§ **Daftar Tugas**:
[A] Kutiplah bagian teks tentang kepastian hukum bisnis online, dimulai dari "1.2              Rumusan Masalah" dan diakhiri dengan "program S1 Marketing.".
[B] Lanjutkan teks tentang kepastian hukum bisnis online mulai setelah kalimat terakhirnya.

§ **Kutipan Teks**:
%%

Untuk itu harus ada kepastian hukum yang mengatur tentang jual beli online untuk mengurangi dampak kejahatan jual beli online. Jaminan akan kepastian hukum bagi konsumen dalam melakukan transaksi e-commerce diperlukan untuk menumbuhkan kepercayaan konsumen. Apabila hal tersebut terabaikan maka dapat dipastikan akan terjadi pergeseran efektifitas transaksi e-commerce dari falsafah efisiensi menuju ke arah ketidak pastian yang akan menghambat upaya pengembangan pranata ecommerce.
1.2              Rumusan Masalah
1)                  Bagaimana kepastian hukum bisnis online?

1.3              Tujuan
1)                  Untuk mengetahui kepastian hukum bisnis online?

1.4              Manfaat
1.4.1        Aspek Teoritis
Penelitian ini dapat dijadikan sebagai sarana informasi untuk meningkatkan wawasan dan pengetahuan tentang sejauh mana hukum melindungi bisnis online di Indonesia.
1.4.2        Aspek Praktisi
1)                  Bagi mahasiswa program studi S1 Marketing Bina Nusantara, mengetahui perkembangan bisnis online dan aturan hukum yang menjamin bisnis online.
2)                  Bagi Institusi, dapat menambah bahasan diskusi untuk program pembelajaran, khususnya program S1 Marketing.

1.5              Sistematika Penulisan
Untuk memberikan gambaran yang jelas mengenai penelitian yang dilakukan, maka disusunlah suatu sistematika penulisan yang berisi informasi mengenai materi dan hal yang di bahas dalam tiap-tiap bab, ada pun sistematika penulisan penelitian ini adalah sebagai berikut :
a)      Bab I Pendahuluan. Pada bab ini di uraikan tentang objek penelitian, latar belakang masalah, rumusan masalah, tujuan dan kegunaan, serta sistematika penulisan.
b)      Bab II Hasil dan Pembahasan. Pada bab ini diuraikan mengenai pembahasan atas hasil data.
c)      Bab III Penutup. Bab ini berisi tentang kesimpulan terhadap pembahasan pada bab II





BAB II
PEMBAHASAN
2.1              Kepastian Hukum Bisnis Online
Hukum adalah kontrol sosial dari pemerintah (law is governmental social control), sebagai aturan dan proses sosial yang mencoba mendorong perilaku, baik yang berguna atau mencegah perilaku yang buruk. Di sisi lain kontrol sosial adalah aturan dan proses yang menyeluruh yang membawa akibat hukum terhadap perilaku tertentu.
a)                  Hukum Sebagai Suatu Sistem
Hukum akan menjadi berarti apabila perilaku manusia dipengaruhi oleh hukum dan apabila masyarakat menggunakan hukum menuruti perilakunya, sedangkan di lain pihak efektivitas hukum berkaitan erat dengan masalah kepatuhan hukum sebagai norma. Hal ini berbeda dengan kebijakan dasar yang relatif netral dan bergantung pada nilai universal dari tujuan dan alasan pembentukan undang-undang.

%%

Data anotasi lokasi objek:
%%

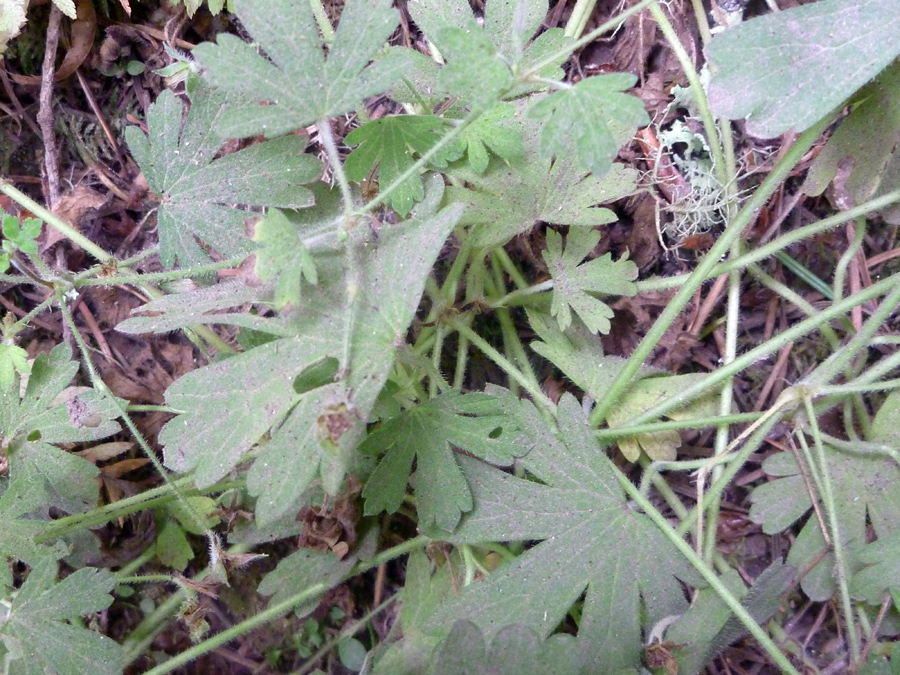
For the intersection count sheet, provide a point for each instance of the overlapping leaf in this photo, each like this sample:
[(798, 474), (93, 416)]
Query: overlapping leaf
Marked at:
[(315, 431), (38, 633), (475, 423), (574, 280), (866, 489), (389, 144), (510, 197), (583, 121), (789, 69), (197, 192), (594, 542), (297, 86)]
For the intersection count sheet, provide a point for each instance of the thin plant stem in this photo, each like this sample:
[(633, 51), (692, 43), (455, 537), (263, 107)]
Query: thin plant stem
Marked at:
[(840, 269), (279, 609), (532, 387), (55, 222), (771, 346), (744, 217), (323, 126), (579, 18), (770, 249), (101, 387), (322, 21), (828, 501), (706, 572), (614, 433)]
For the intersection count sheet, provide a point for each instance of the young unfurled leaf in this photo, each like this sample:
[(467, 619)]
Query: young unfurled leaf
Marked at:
[(866, 491), (51, 476), (573, 280), (579, 120), (480, 62), (390, 143), (38, 632), (197, 193), (474, 422), (708, 626), (298, 86), (509, 197), (283, 257), (789, 69), (595, 545)]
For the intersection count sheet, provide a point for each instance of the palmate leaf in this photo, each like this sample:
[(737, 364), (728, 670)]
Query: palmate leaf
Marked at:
[(515, 649), (298, 86), (283, 258), (594, 543), (475, 423), (574, 280), (790, 69), (38, 633), (510, 197), (581, 120), (197, 192), (866, 490), (389, 144), (481, 62), (315, 432)]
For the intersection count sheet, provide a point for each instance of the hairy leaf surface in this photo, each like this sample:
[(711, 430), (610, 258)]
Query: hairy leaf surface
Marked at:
[(573, 280), (866, 490), (315, 432), (510, 197), (475, 423), (789, 69), (579, 119), (198, 192), (38, 632), (299, 86)]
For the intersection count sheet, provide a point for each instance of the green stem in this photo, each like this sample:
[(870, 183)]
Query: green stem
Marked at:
[(279, 609), (528, 385), (744, 217), (706, 572), (769, 347), (770, 249), (828, 501), (55, 222)]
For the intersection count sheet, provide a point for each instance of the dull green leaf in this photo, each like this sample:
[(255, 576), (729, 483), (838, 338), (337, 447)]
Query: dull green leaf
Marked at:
[(579, 120), (315, 433), (475, 423), (594, 543), (860, 157), (390, 144), (573, 281), (708, 626), (510, 197), (198, 192), (515, 649), (787, 70), (38, 633), (296, 86), (866, 490), (283, 258)]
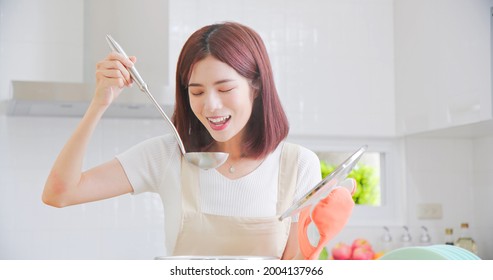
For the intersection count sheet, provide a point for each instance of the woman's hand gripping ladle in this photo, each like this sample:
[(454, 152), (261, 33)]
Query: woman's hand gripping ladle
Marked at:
[(203, 160)]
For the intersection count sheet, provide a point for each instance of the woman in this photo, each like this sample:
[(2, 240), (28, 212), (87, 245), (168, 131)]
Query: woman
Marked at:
[(226, 101)]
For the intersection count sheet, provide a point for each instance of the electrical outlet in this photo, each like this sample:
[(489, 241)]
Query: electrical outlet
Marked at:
[(429, 211)]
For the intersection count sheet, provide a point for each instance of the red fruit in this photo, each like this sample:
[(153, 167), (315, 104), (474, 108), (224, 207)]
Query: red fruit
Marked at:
[(361, 243), (362, 253), (341, 251)]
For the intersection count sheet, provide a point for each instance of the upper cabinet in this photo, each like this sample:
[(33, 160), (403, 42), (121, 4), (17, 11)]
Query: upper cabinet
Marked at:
[(442, 64)]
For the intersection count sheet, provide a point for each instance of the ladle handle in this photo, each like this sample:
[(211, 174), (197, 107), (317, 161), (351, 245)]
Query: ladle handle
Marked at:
[(143, 87), (178, 139)]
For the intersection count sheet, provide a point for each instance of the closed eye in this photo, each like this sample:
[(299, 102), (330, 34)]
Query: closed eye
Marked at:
[(196, 93), (226, 90)]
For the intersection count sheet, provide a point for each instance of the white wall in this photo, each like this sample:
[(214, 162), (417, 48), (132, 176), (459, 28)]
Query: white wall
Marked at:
[(126, 227), (40, 43)]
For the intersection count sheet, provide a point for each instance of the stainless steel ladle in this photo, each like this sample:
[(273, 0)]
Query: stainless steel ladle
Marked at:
[(203, 160)]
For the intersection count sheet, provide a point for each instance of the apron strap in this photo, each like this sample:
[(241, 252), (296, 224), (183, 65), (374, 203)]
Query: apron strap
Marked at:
[(288, 175), (190, 186)]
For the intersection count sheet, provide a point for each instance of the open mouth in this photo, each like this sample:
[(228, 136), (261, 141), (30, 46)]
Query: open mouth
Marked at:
[(218, 122)]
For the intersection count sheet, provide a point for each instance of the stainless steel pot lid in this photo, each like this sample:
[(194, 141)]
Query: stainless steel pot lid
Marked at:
[(324, 187)]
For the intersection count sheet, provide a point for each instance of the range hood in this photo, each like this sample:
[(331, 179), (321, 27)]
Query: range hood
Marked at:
[(61, 99)]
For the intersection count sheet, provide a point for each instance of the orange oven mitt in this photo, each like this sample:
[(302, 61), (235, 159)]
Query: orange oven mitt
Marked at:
[(329, 215)]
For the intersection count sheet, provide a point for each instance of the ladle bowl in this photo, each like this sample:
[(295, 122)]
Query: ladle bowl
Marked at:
[(204, 160)]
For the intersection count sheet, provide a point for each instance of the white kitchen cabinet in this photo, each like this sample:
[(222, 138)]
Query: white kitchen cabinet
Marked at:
[(442, 64), (332, 60)]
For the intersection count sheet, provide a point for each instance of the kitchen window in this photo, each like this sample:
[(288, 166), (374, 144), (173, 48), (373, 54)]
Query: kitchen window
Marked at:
[(366, 173)]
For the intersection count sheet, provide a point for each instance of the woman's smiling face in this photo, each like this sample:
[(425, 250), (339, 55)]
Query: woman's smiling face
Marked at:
[(221, 98)]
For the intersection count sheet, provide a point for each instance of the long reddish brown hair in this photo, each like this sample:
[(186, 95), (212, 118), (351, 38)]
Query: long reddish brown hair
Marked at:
[(242, 49)]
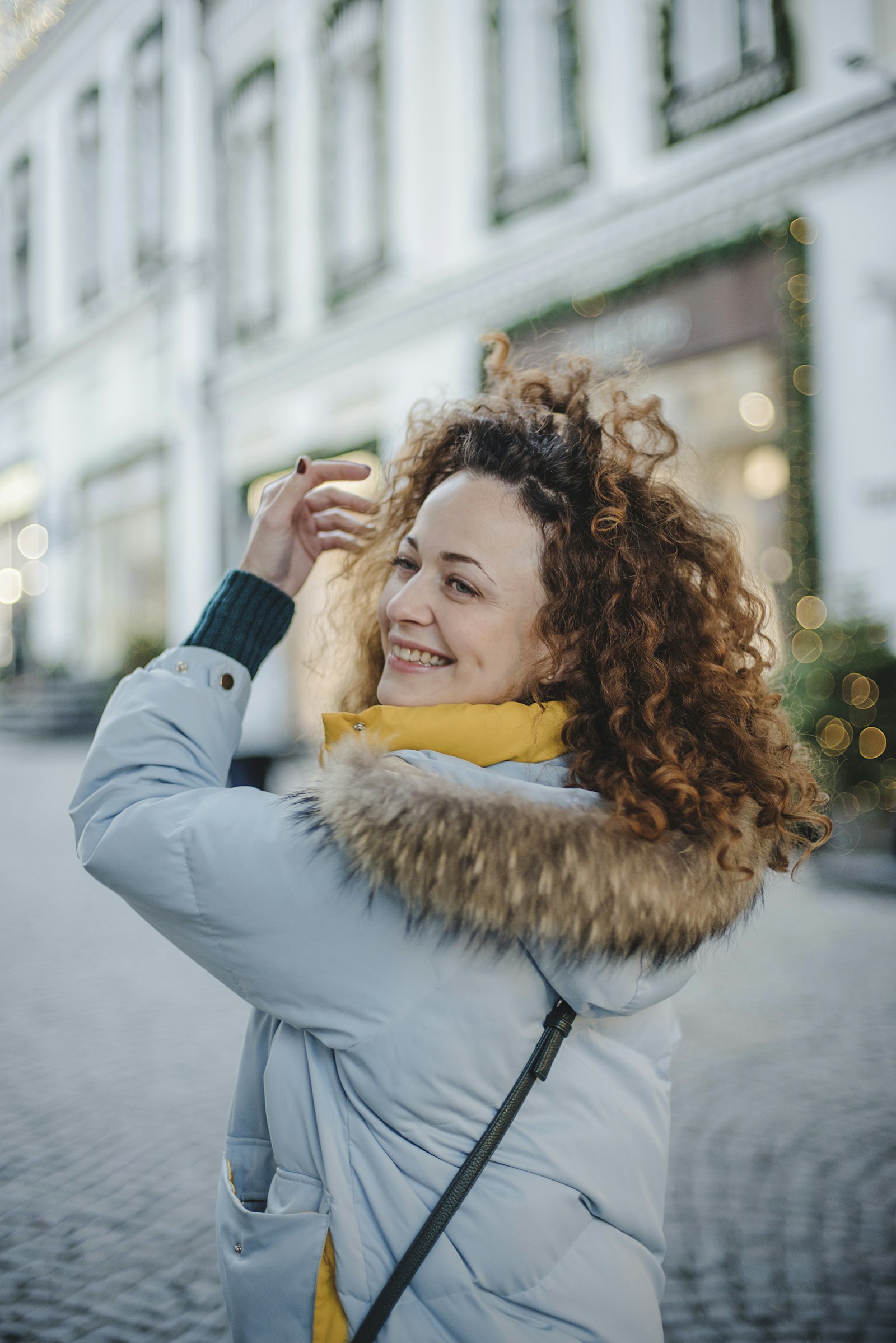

%%

§ **Jawaban Tiap Tugas**:
[A]
1.2              Rumusan Masalah
1)                  Bagaimana kepastian hukum bisnis online?

1.3              Tujuan
1)                  Untuk mengetahui kepastian hukum bisnis online?

1.4              Manfaat
1.4.1        Aspek Teoritis
Penelitian ini dapat dijadikan sebagai sarana informasi untuk meningkatkan wawasan dan pengetahuan tentang sejauh mana hukum melindungi bisnis online di Indonesia.
1.4.2        Aspek Praktisi
1)                  Bagi mahasiswa program studi S1 Marketing Bina Nusantara, mengetahui perkembangan bisnis online dan aturan hukum yang menjamin bisnis online.
2)                  Bagi Institusi, dapat menambah bahasan diskusi untuk program pembelajaran, khususnya program S1 Marketing.

[B]
`Dalam praktek kita melihat ada undang-undang sebagian besar dipatuhi dan ada undang-undang yang tidak dipatuhi. Sistem hukum jelas akan runtuh jika setiap orang tidak mematuhi undang-undang dan undang-undang itu akan kehilangan maknanya. Ketidakefektifan undang-undang cenderung mempengaruhi waktu sikap dan kuantitas ketidakpatuhan serta mempunyai efek nyata terhadap perilaku hukum, termasuk perilaku pelanggar hukum. Kondisi ini akan mempengaruhi penegakan hukum yang menjamin kepastian dan keadilan dalam masyarakat.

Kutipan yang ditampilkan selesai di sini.